What you are asked to do :: In the entries that follow, find each line with the word "panel" and copy it.

Data for the task ::
[Start of Attachment]

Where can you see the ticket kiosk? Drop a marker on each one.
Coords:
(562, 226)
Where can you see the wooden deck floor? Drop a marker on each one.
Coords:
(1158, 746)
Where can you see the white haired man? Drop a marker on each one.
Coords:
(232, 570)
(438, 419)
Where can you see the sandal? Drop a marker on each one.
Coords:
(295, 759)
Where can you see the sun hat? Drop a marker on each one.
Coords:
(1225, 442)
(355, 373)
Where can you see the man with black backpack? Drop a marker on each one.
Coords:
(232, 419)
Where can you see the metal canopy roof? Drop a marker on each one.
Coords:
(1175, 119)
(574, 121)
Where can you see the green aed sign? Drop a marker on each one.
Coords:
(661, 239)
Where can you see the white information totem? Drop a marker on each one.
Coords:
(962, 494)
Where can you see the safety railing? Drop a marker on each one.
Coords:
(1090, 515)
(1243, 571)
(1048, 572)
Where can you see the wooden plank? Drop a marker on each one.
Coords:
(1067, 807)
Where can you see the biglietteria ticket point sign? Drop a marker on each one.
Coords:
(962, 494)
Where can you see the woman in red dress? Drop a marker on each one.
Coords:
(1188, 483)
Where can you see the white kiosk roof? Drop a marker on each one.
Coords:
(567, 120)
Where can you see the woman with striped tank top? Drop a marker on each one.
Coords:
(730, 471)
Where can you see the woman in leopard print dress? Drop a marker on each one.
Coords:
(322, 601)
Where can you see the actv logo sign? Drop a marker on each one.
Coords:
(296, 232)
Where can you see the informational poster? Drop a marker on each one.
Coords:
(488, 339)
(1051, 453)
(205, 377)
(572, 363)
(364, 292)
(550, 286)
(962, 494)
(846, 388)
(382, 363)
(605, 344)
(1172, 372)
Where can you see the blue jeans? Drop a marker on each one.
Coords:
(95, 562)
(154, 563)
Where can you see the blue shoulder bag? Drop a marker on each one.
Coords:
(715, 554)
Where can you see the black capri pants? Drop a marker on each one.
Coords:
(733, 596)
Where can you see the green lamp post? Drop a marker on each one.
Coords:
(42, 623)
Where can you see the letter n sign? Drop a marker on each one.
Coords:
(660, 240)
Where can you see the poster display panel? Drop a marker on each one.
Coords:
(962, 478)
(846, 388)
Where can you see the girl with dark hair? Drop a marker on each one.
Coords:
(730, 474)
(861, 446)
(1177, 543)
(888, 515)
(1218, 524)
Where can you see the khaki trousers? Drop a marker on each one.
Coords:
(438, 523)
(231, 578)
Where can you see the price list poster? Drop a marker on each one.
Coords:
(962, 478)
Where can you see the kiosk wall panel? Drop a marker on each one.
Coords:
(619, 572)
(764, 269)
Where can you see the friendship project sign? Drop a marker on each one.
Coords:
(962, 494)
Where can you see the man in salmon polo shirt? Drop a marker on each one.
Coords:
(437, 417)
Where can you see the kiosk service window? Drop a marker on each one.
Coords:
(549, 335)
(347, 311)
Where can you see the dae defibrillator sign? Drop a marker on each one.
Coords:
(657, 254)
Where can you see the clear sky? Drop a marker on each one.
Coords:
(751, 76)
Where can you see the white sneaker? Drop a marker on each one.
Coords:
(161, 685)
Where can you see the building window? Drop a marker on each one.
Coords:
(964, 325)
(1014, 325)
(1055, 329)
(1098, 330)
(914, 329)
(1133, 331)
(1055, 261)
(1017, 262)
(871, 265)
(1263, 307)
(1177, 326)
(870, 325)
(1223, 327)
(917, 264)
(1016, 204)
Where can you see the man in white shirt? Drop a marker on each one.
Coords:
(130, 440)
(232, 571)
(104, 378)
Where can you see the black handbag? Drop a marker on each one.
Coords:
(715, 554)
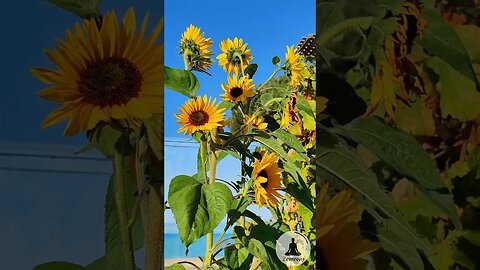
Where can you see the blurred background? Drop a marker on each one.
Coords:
(51, 200)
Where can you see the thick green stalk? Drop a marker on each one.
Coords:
(213, 169)
(121, 202)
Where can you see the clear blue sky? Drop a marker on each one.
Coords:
(27, 28)
(267, 26)
(45, 216)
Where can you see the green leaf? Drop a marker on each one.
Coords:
(154, 127)
(113, 243)
(262, 243)
(271, 144)
(181, 81)
(442, 41)
(458, 94)
(337, 162)
(300, 193)
(468, 35)
(250, 70)
(238, 259)
(197, 208)
(59, 266)
(292, 141)
(400, 247)
(105, 137)
(176, 266)
(98, 264)
(406, 156)
(86, 8)
(275, 60)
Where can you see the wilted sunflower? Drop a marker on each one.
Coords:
(294, 66)
(200, 114)
(397, 75)
(267, 178)
(232, 50)
(256, 122)
(238, 90)
(339, 243)
(104, 72)
(197, 47)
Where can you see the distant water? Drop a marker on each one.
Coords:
(174, 247)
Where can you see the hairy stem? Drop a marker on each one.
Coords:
(121, 202)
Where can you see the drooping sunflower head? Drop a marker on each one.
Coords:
(339, 242)
(267, 178)
(234, 55)
(104, 72)
(200, 114)
(256, 122)
(238, 90)
(197, 47)
(294, 66)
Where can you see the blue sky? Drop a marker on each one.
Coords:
(267, 26)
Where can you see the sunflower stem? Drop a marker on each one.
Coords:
(185, 59)
(121, 202)
(213, 168)
(269, 78)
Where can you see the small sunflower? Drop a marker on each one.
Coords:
(229, 59)
(339, 242)
(238, 90)
(200, 114)
(198, 46)
(294, 66)
(267, 178)
(256, 122)
(105, 72)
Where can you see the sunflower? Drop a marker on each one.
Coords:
(197, 47)
(238, 90)
(200, 114)
(104, 72)
(232, 51)
(267, 178)
(339, 243)
(397, 75)
(256, 122)
(294, 66)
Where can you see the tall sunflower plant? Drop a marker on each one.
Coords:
(108, 81)
(398, 126)
(270, 131)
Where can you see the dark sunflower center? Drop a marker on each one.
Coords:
(199, 118)
(190, 45)
(111, 81)
(233, 59)
(263, 173)
(235, 92)
(321, 261)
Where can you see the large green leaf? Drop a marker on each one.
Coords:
(337, 161)
(458, 95)
(290, 140)
(238, 258)
(113, 241)
(442, 41)
(400, 247)
(198, 208)
(154, 127)
(86, 8)
(469, 34)
(59, 266)
(403, 153)
(181, 81)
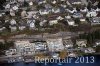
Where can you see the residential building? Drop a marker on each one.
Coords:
(25, 47)
(95, 20)
(55, 45)
(81, 43)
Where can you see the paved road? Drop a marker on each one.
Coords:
(43, 36)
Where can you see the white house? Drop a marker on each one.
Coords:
(52, 22)
(71, 22)
(81, 42)
(72, 11)
(31, 24)
(55, 10)
(55, 44)
(59, 18)
(12, 12)
(7, 6)
(15, 8)
(13, 28)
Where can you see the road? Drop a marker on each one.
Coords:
(43, 36)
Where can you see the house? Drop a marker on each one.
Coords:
(23, 14)
(40, 46)
(55, 45)
(22, 26)
(41, 2)
(7, 6)
(30, 14)
(12, 12)
(52, 22)
(97, 43)
(13, 28)
(71, 10)
(95, 20)
(72, 54)
(31, 3)
(89, 50)
(97, 10)
(59, 18)
(13, 22)
(55, 10)
(2, 28)
(91, 14)
(55, 55)
(77, 15)
(15, 8)
(10, 52)
(25, 47)
(42, 22)
(43, 12)
(81, 43)
(83, 20)
(54, 2)
(84, 10)
(70, 22)
(68, 43)
(75, 2)
(31, 23)
(68, 17)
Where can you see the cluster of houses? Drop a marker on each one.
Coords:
(50, 46)
(47, 11)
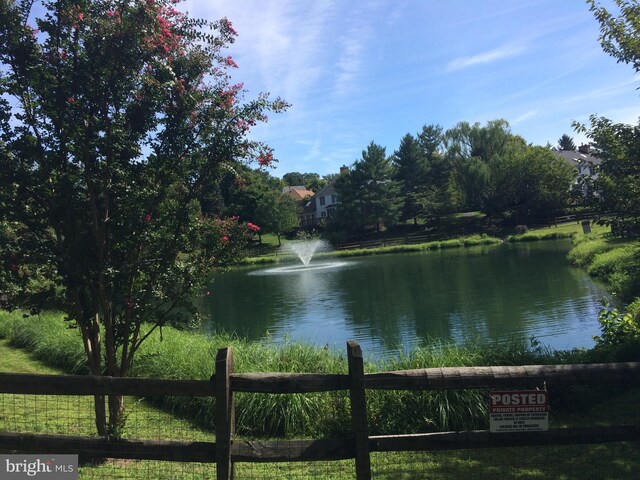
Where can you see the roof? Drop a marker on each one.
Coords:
(328, 189)
(577, 158)
(298, 193)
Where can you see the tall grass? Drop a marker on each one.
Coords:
(615, 261)
(187, 355)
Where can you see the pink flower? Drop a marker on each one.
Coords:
(265, 159)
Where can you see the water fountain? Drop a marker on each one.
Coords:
(306, 249)
(302, 251)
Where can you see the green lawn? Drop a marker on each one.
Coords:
(72, 415)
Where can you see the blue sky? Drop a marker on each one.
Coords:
(362, 71)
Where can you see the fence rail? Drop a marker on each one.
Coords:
(227, 450)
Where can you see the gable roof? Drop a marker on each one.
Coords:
(298, 192)
(577, 158)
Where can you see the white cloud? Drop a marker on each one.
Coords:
(350, 62)
(490, 56)
(525, 116)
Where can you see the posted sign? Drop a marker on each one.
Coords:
(519, 411)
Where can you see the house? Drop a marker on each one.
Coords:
(321, 206)
(298, 192)
(585, 164)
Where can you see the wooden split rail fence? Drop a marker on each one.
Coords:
(227, 450)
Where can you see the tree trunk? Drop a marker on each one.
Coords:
(101, 414)
(116, 415)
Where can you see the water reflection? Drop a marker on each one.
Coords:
(395, 301)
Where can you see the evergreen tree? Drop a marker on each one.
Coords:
(565, 142)
(410, 172)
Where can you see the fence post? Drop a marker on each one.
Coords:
(225, 415)
(359, 410)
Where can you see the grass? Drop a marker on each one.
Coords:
(616, 261)
(563, 230)
(606, 461)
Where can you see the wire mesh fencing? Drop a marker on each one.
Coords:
(63, 406)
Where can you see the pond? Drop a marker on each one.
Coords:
(392, 302)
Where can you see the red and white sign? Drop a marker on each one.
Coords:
(519, 411)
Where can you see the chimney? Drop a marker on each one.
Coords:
(584, 149)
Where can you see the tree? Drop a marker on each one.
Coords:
(618, 181)
(122, 113)
(285, 217)
(311, 181)
(565, 142)
(434, 195)
(620, 36)
(471, 149)
(369, 196)
(293, 179)
(618, 145)
(410, 172)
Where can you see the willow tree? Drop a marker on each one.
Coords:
(115, 115)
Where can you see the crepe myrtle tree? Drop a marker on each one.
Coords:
(114, 116)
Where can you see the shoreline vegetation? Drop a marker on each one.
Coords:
(561, 231)
(182, 354)
(179, 354)
(146, 421)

[End of Attachment]

Task output ::
Where can you see the poster display panel? Drop a marker on each one.
Where can you see the kiosk wall panel? Drop a marker on each one.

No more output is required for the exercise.